[LISTING]
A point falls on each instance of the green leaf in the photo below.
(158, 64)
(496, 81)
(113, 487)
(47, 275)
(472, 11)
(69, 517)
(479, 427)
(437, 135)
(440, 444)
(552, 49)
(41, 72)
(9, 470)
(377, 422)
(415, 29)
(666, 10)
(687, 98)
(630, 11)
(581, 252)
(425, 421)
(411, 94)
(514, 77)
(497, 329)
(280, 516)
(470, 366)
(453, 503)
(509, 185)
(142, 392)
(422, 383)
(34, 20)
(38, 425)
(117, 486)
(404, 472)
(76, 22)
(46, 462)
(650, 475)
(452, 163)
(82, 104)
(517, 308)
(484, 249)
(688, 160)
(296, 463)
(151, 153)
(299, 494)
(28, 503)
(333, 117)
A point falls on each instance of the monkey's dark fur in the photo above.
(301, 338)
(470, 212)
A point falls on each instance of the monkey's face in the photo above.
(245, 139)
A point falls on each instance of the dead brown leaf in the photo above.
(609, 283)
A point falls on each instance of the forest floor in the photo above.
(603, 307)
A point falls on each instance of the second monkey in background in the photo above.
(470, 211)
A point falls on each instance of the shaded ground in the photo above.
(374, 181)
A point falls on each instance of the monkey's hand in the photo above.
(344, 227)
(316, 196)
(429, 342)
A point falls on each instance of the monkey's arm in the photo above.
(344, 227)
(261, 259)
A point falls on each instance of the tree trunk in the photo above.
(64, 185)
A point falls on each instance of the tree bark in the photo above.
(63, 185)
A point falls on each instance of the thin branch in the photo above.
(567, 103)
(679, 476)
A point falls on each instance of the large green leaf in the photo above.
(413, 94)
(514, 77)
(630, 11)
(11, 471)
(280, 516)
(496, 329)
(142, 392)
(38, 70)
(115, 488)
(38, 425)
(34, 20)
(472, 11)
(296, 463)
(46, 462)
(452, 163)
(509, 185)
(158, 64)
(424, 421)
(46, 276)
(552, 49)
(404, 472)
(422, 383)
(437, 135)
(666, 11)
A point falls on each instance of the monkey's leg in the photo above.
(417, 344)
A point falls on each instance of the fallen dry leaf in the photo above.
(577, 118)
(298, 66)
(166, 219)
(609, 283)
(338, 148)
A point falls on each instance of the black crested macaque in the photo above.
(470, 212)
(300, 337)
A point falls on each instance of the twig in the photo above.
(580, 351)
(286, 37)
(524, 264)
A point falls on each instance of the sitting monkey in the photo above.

[SET PROBLEM] Copy out the lines above, from the line containing "A point falls on each instance of the fallen" through the last line, with both ends included.

[WRITTEN ANSWER]
A point falls on each instance of the fallen dry leaf in the photo above.
(577, 118)
(298, 66)
(166, 219)
(609, 283)
(338, 148)
A point falls on each instance of the black crested macaque in the photo above.
(470, 212)
(300, 337)
A point falls on each instance of the twig in the photo above.
(580, 351)
(286, 37)
(524, 264)
A point falls on each instance of the sitting monkey in the photo above.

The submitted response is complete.